(Beginning of Supplied records)
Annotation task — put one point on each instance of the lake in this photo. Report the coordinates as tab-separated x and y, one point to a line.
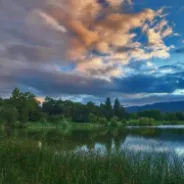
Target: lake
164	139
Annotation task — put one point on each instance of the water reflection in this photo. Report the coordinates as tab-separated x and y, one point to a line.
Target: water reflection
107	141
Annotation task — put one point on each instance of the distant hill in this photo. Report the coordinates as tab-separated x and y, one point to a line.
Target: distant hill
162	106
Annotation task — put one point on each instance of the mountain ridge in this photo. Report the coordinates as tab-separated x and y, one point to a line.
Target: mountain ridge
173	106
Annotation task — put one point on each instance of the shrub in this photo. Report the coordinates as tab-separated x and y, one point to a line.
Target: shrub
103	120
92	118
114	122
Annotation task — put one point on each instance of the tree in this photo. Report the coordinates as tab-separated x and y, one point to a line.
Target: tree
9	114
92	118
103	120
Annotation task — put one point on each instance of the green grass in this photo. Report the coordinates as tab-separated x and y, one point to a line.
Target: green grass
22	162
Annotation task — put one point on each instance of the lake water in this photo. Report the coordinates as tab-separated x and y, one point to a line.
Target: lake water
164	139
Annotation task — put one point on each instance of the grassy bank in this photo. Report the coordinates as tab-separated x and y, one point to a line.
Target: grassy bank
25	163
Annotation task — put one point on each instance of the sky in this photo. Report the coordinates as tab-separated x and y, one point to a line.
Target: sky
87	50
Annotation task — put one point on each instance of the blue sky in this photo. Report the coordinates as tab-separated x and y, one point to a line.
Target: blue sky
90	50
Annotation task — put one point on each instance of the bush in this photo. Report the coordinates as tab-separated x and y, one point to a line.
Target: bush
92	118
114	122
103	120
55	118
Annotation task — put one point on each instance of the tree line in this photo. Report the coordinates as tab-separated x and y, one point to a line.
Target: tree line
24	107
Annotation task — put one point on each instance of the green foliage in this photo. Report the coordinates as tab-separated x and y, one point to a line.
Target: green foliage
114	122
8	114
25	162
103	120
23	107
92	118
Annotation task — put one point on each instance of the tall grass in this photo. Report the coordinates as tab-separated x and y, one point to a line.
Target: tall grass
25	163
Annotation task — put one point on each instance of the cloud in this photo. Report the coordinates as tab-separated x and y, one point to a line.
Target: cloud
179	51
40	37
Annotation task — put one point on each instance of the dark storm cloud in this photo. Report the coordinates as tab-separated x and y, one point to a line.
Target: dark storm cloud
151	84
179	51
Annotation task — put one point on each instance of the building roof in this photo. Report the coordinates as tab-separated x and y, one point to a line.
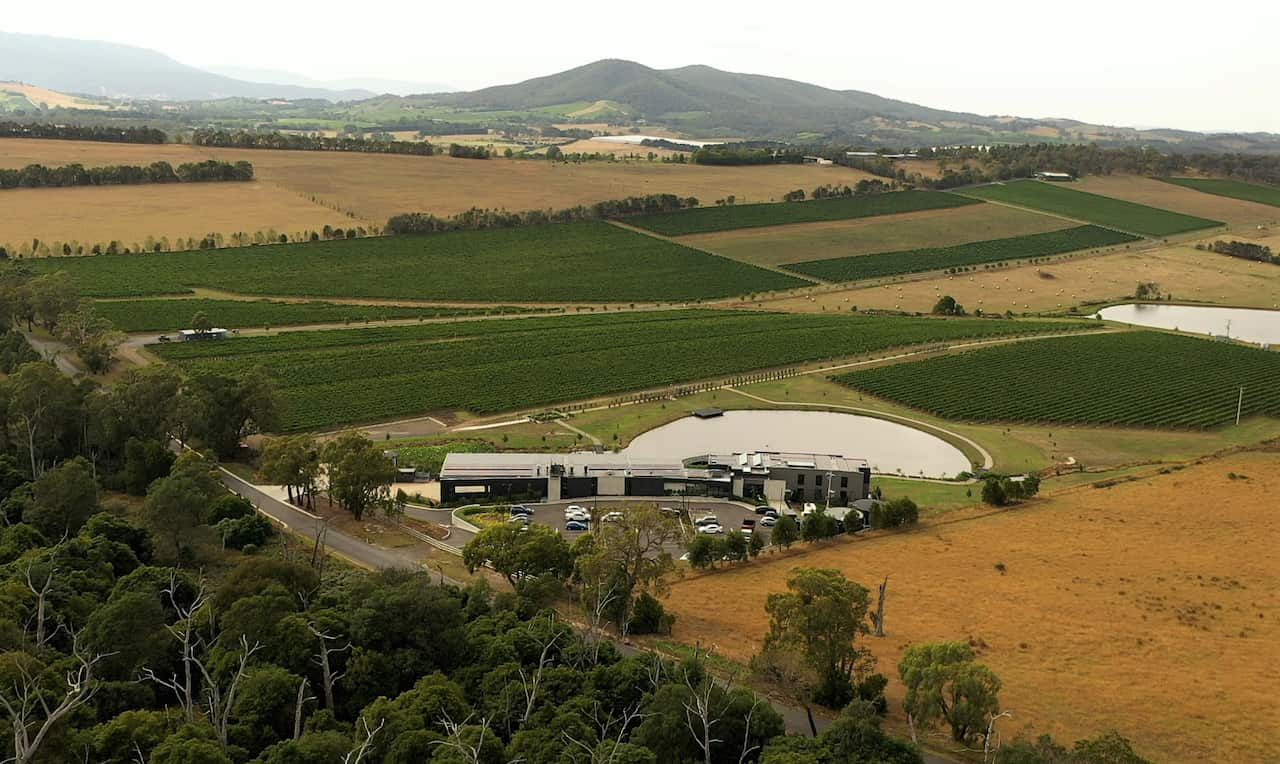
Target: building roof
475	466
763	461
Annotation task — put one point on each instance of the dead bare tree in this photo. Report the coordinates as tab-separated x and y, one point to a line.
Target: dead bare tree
(End of Supplied records)
When a line in the data above contains the string "dead", copy that line.

▶ **Finished exercise**:
Annotation task — put one point on each instance of the dead bare tree in this photo. Report the coordinates as tab-separated x and y, one point to a line.
Target: dead bare tree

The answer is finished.